» **PROVIDED DATA**:
++++++
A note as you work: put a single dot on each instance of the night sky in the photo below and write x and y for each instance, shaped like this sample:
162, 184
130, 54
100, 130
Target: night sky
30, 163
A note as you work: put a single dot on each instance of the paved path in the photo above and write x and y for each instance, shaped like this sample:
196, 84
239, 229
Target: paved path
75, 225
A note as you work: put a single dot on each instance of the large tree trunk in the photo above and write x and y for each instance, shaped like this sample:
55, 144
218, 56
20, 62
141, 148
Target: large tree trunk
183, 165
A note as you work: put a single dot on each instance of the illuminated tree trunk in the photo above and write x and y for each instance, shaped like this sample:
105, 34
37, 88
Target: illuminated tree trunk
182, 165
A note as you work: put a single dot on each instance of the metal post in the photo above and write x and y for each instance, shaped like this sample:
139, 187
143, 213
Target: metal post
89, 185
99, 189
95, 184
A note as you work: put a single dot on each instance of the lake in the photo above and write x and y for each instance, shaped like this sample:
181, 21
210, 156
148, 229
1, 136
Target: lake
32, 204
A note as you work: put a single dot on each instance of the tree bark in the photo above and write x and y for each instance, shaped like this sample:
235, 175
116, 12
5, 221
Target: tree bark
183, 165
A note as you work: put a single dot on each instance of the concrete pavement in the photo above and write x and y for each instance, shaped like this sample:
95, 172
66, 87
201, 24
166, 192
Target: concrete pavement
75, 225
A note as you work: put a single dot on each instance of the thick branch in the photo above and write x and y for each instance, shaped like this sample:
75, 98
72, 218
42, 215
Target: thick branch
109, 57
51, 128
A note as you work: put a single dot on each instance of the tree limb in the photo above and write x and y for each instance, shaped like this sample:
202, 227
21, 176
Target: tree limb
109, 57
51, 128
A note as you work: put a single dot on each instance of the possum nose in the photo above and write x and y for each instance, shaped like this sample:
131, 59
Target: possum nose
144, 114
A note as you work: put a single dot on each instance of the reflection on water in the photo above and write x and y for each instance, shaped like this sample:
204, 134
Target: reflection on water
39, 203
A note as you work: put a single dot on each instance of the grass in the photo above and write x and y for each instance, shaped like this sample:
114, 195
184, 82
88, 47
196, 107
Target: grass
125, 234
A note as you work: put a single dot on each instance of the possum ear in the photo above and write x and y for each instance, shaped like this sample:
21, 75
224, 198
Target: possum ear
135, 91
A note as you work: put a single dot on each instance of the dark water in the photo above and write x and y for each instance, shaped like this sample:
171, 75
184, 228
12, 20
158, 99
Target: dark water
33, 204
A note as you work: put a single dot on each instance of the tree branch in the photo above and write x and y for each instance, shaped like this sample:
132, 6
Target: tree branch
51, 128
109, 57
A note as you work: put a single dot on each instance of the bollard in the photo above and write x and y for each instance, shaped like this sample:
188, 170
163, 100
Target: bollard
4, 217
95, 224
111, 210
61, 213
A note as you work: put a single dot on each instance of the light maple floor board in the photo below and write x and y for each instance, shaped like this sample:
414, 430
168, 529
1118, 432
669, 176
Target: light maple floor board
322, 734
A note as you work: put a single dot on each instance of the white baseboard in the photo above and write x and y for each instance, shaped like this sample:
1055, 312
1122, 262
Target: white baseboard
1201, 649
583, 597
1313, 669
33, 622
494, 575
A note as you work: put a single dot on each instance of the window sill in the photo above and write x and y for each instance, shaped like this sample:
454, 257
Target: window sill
++++++
» **REQUIRED TASK**: Repeat back the data above, exact to the last character.

» **RESULT OF THE TASK**:
A note as you work: put a single dot on each instance of the night sky in the photo below and write x and y for each instance, shaped like this sample:
162, 184
130, 54
100, 130
Target: night sky
30, 163
A note as you work: put a single dot on each instance of the paved path in the photo above and write x and y for each instance, shaped like this sample:
196, 84
239, 229
Target: paved path
75, 225
A note as you work: put a single dot on each instance of the large tree trunk in the photo above and write x and y for each instance, shaped like this sample:
55, 144
218, 56
20, 62
141, 148
Target: large tree trunk
183, 165
A note as you work: put a single dot on each instance of the illuminated tree trunk in the photo above and write x and y for each instance, shaped like this sample:
105, 34
37, 88
Target: illuminated tree trunk
182, 165
A note as you work: put a single dot on each instance of the metal post in the photo above and write x and y for each instance, shaped like this sample:
139, 187
143, 213
Target: metal post
89, 185
99, 189
95, 184
A note as you work: put a single dot on each instance of the lake in the photo above and write x and y for each instance, shaped like this sample:
181, 21
210, 156
148, 229
1, 136
Target: lake
32, 204
A note as you work: put a single dot on each instance of the tree bark in the photo above and write x and y for each instance, shaped like this sample:
235, 175
116, 12
5, 221
Target: tree bark
183, 165
A note as you work: put a single dot on each instance of the concrete pavement in the photo above and write x and y for each instance, shaped like this sample:
95, 172
66, 87
201, 24
166, 192
Target: concrete pavement
75, 225
A note as you work: put a single dot on each instance of the thick branch in the photo above and write x and y for each instance, shaped like this sample:
75, 98
72, 218
42, 215
Target: thick branch
109, 57
51, 128
A note as you work: put a single dot on each instance of the tree limb in the photo above and write x and y for each instance, shaped like this sample:
202, 227
21, 176
Target: tree limb
109, 57
51, 128
A note as you work: put a single dot on each instance of the possum nose in the photo above and write x and y for each instance, shaped like this sample:
131, 59
Target: possum nose
144, 114
A note as you work: put a single dot on each instance of the reflection on water in the photo above and write x and y for each instance, shaped like this sample:
204, 134
Target: reflection on water
39, 203
A note as you work: put a single dot on each instance of the grass in the photo above and write x and y for each instance, shaped like this sample:
114, 195
184, 82
88, 47
196, 107
Target: grass
125, 234
A note as you work: put a single dot on each instance of the possum ear in the photo above and write x and y for each instance, shaped like this sample:
21, 75
224, 198
Target: possum ear
135, 91
A note as you work: put a single dot on each instance of the dark water in the photo above and write x and y for each instance, shaped like this sample:
171, 75
184, 228
12, 20
158, 99
Target: dark water
33, 204
A note as you work: put a single dot on each instance of the tree branch in the photo above and write x and y for each instance, shaped like this sample:
132, 6
Target: tree branch
51, 128
109, 57
A note as you work: put a single dot on each instance of the bollard in the photo above and write x and y for each instance, shaped like this sample:
188, 170
163, 100
Target: bollard
4, 217
95, 224
111, 210
61, 213
A note as you work: put a single dot on each instance of the light maple floor board in the photo below and write x and y for each instance, shaped like this sample:
414, 430
168, 529
1118, 432
669, 176
Target: light maple floor board
322, 734
A note as you work: put a single dot on each instance of the white baseboard in the photo above and write x and y for each instance, shaped like this sample:
1055, 312
1122, 262
Target: white baseboard
1201, 649
583, 597
1313, 669
33, 622
494, 575
A note as you work: put a single dot on each instance of the window sill in the photo above and write x and y for each instance, shaped like this sample:
454, 257
Target: window sill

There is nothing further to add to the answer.